Materials provided:
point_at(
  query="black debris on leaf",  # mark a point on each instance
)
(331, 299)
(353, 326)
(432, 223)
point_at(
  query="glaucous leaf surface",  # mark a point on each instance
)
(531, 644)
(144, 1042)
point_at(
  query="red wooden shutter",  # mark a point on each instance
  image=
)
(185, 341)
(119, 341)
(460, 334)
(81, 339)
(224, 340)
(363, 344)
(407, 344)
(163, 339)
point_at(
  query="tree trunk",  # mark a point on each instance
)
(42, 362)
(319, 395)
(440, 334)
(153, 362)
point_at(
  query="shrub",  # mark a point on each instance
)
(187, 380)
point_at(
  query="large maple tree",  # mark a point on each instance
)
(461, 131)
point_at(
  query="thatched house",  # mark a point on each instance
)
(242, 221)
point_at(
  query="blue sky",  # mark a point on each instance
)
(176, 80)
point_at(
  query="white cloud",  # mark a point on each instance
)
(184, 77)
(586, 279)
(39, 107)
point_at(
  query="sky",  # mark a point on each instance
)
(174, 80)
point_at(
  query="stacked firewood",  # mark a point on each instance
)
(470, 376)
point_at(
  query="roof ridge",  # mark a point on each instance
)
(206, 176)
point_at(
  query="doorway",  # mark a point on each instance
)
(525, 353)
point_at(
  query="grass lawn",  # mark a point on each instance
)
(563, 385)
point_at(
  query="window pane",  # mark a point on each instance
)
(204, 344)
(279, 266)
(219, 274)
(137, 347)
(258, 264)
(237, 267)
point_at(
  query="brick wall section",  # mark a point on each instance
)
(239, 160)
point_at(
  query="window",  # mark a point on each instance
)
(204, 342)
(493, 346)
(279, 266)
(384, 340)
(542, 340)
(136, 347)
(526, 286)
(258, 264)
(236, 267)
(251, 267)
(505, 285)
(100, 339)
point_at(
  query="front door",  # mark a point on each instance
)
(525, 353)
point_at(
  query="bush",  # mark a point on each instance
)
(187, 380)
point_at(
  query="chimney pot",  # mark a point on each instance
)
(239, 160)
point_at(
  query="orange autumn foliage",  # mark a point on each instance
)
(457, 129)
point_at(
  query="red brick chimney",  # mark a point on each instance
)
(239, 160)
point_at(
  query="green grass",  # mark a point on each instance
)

Task directions: How many lines of the items above contain the string "window", counting only matches with the same case? Give only the number.

Response to the exercise: 2